§ **OBJECTIVE**: Select every line in the records below that contains the string "bounding". Matching is case-sensitive.

§ **DATASET RECORDS**:

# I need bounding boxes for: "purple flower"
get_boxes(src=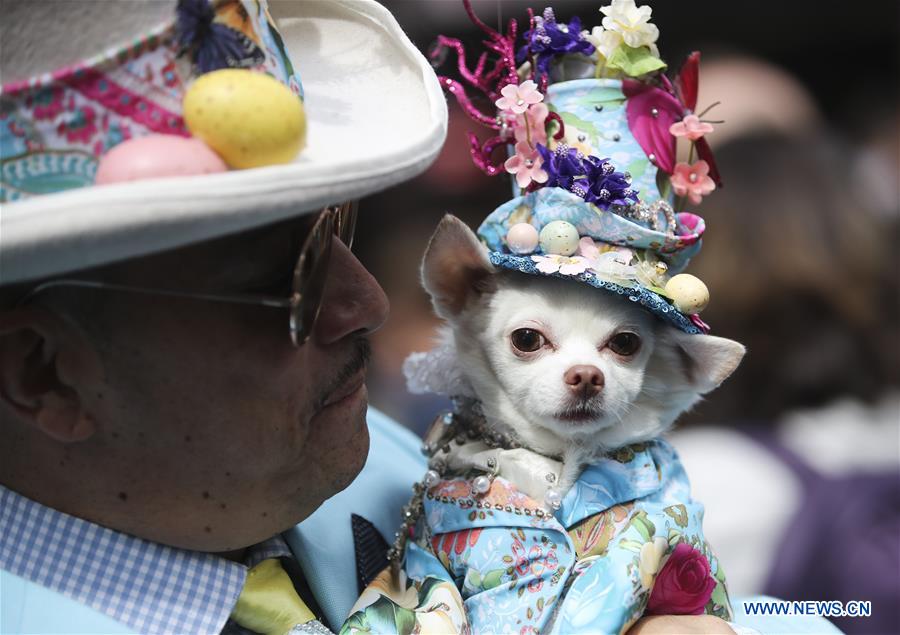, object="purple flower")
[537,143,584,192]
[516,7,594,75]
[583,156,638,210]
[537,143,638,210]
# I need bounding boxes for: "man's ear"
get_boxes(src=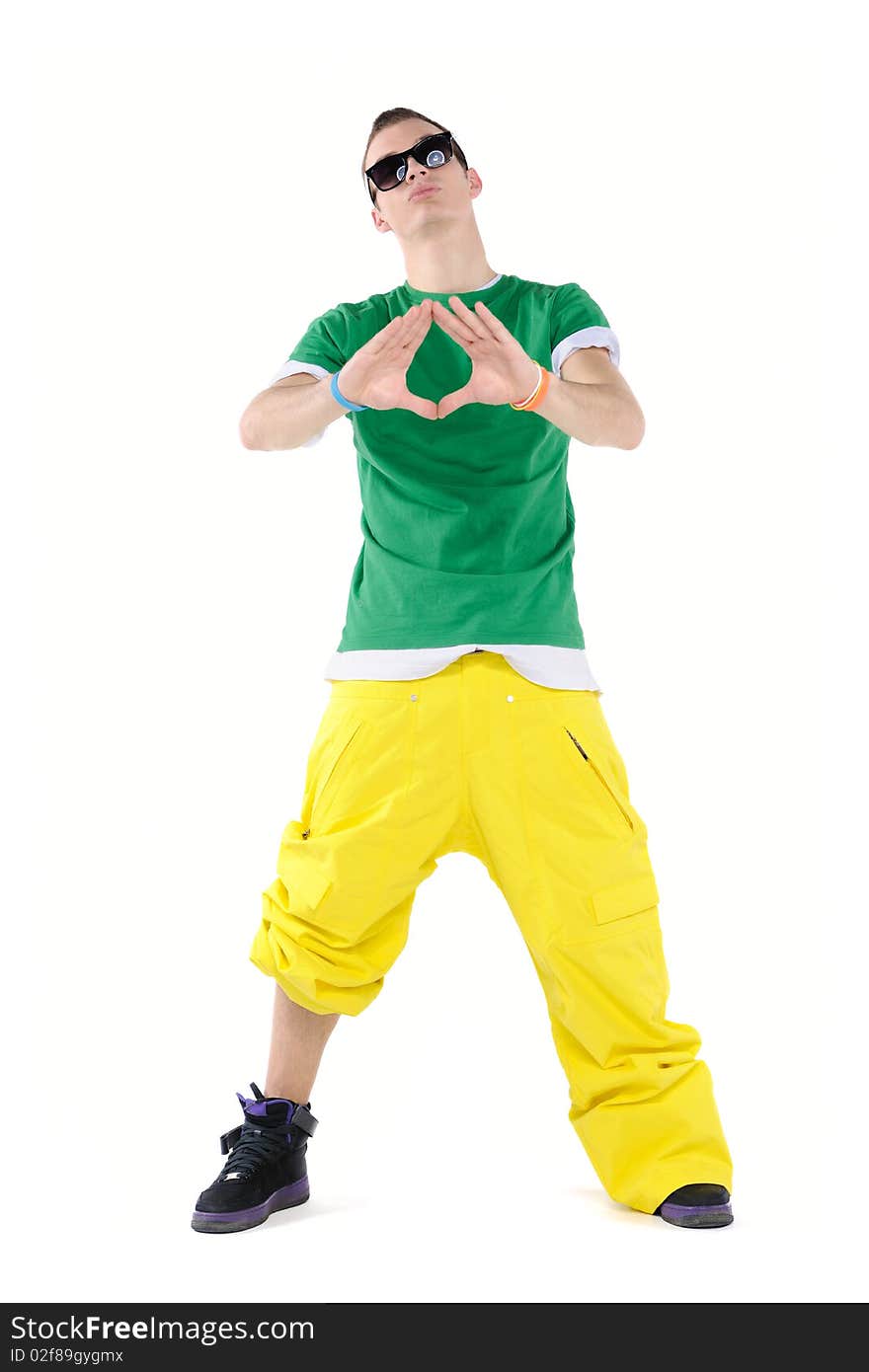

§ **OUTPUT BELOW**:
# I need bounding boxes for: "purple flower"
# I need bounding boxes for: "man's ear"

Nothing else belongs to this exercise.